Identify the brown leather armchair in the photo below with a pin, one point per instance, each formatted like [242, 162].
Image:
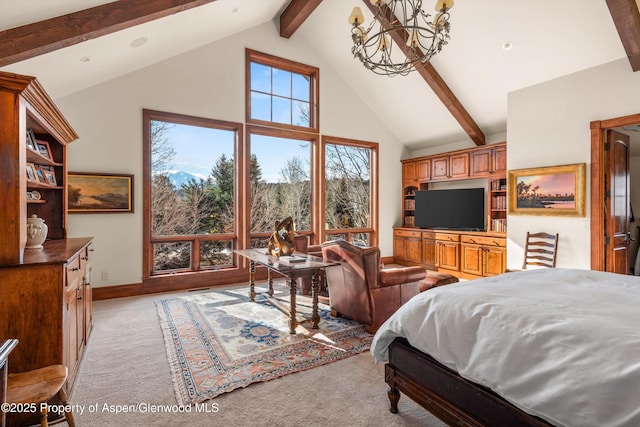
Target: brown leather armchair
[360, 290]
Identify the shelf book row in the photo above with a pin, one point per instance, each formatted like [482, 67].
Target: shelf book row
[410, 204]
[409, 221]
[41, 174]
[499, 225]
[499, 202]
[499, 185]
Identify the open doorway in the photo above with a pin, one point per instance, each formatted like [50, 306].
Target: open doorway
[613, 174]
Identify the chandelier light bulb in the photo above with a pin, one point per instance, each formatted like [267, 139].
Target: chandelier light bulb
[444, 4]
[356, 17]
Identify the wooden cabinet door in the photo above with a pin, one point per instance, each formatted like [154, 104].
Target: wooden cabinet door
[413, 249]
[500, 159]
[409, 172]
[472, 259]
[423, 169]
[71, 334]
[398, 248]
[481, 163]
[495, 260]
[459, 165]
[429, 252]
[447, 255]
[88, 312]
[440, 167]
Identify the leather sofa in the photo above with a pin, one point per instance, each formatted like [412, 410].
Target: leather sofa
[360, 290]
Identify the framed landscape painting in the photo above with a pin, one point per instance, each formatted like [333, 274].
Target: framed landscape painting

• STATED TASK
Copy out word for word the stretch of the records from the line containing "Identify the wooden" through the last line of the records.

• COMPLETE ANSWER
Identify the wooden cabinet door in the photo above with a pin, one point per instance, each formatted like [154, 104].
Target: wooden cabinet door
[413, 249]
[500, 159]
[409, 172]
[472, 259]
[423, 169]
[71, 334]
[398, 248]
[481, 163]
[495, 260]
[459, 165]
[429, 252]
[447, 255]
[88, 312]
[440, 167]
Identify the leather sofa in the photo above with a pin, one point per instance, each formatted like [412, 410].
Target: leather sofa
[360, 290]
Identify the framed landscape painting in the photo above with a pin, one point per instance, each formatted like [333, 274].
Target: framed landscape painting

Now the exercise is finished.